#### [EXERCISE DIRECTIONS]
Revise the Birmingham Stage Company article from "The show was" up to and including "that intrigued Foster.", putting "dandy" in place of "fop".

#### [DOCUMENT SEGMENT]
The Birmingham Stage Company founder Neal Foster speaks about the troupe's touring UAE production.
Twelfth Night: In on the act
The 18th-century actor-manager system has fallen by the wayside in most British theatres. It used to be common. The likes of David Garrick and Colley Cibber would step off stage into an even trickier role as impresario and business manager, moving easily between worlds of make-believe and commercial reality. One place the entrepreneurial spirit thrives, however, is in the British Midlands. In 1992, a young actor named Neal Foster founded his own company, raising funds by interviewing West End actors live on stage. "If they would do it for free and the theatres would give me the theatres for free, I could keep the money and put it towards my first show," he recalls. "In one evening I got Donald Sinden, Judi Dench, Alan Bennett, Ian McKellen, Michael Frayn, Paul Eddington..."
The show was Chekhov's The Seagull, and the theatre group became the Birmingham Stage Company, which this week is touring a children's production of Shakespeare's Twelfth Night through the UAE as part of the Abu Dhabi Festival. Foster's outfit has come a long way - without investors or government sponsorship, he is careful to point out - but it's still his show. "I do decide what the company does," he says when we meet in Abu Dhabi. Foster chose to stage Twelfth Night, he says, "partly because it had a good part for me. That's kind of how my company works." He's playing Sir Andrew Aguecheek, a fop who has fallen in with riotous company. It's a small part in the context of the play, but one that intrigued Foster.
"He's a fool and he's always played as a fool," he says, "but whenever I've seen it I've never believed him as a real person. He seems just a slightly two-dimensional character. So I wanted to try and find out how someone could end up being so stupid." Foster admits there might also have been an element of good-natured rivalry in the decision. In the recent Derek Jacobi production of the play, a friend of Foster's, took Sir Andrew's role. "I didn't think he quite got it, so I thought, that's the challenge," he says. "I wanted to make him a believable character so that if you met me in the pub afterwards you would expect me to be like that."

#### [INFORMATION PROVIDED]
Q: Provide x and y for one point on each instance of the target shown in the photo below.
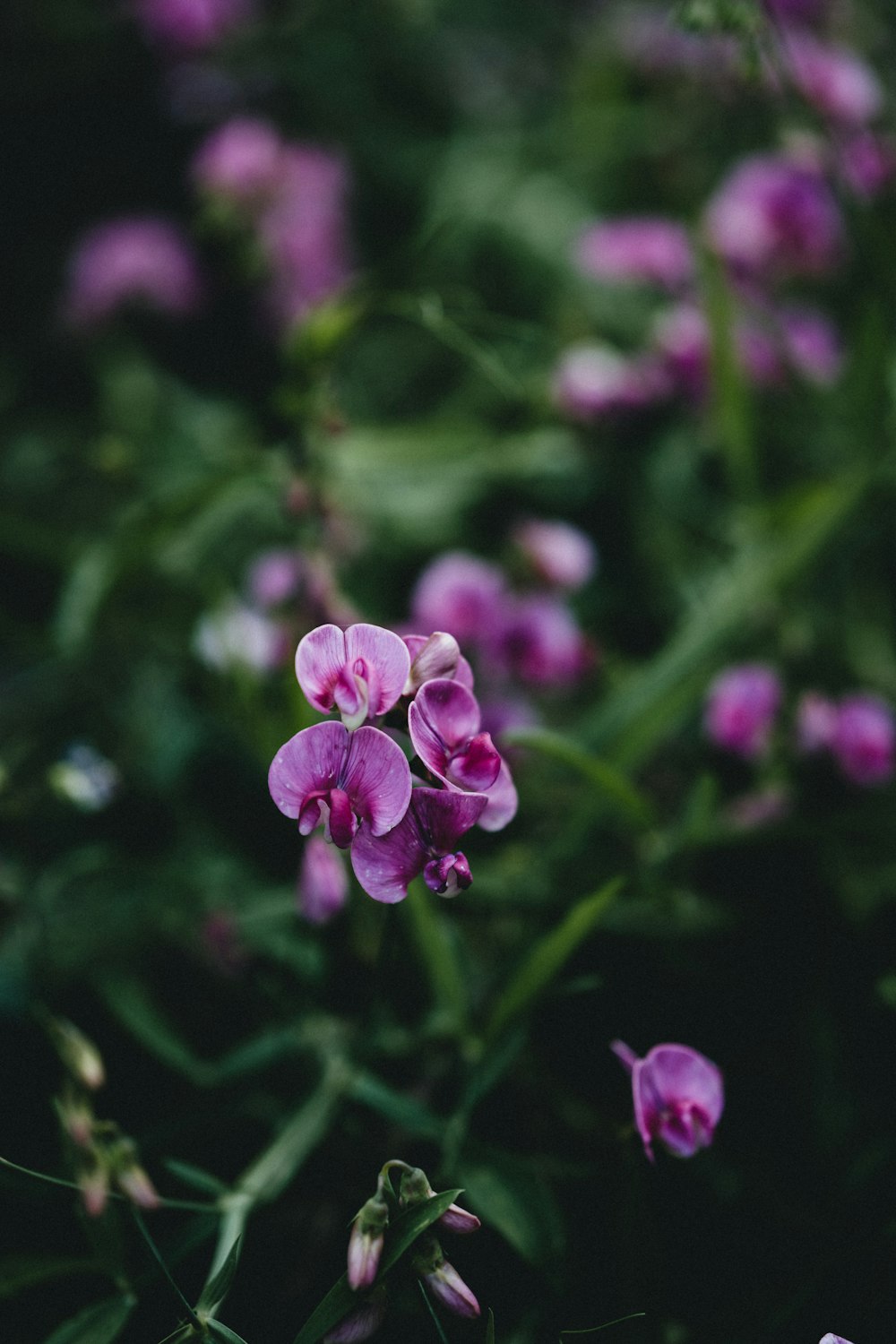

#### [FULL OUTPUT]
The show was Chekhov's The Seagull, and the theatre group became the Birmingham Stage Company, which this week is touring a children's production of Shakespeare's Twelfth Night through the UAE as part of the Abu Dhabi Festival. Foster's outfit has come a long way - without investors or government sponsorship, he is careful to point out - but it's still his show. "I do decide what the company does," he says when we meet in Abu Dhabi. Foster chose to stage Twelfth Night, he says, "partly because it had a good part for me. That's kind of how my company works." He's playing Sir Andrew Aguecheek, a dandy who has fallen in with riotous company. It's a small part in the context of the play, but one that intrigued Foster.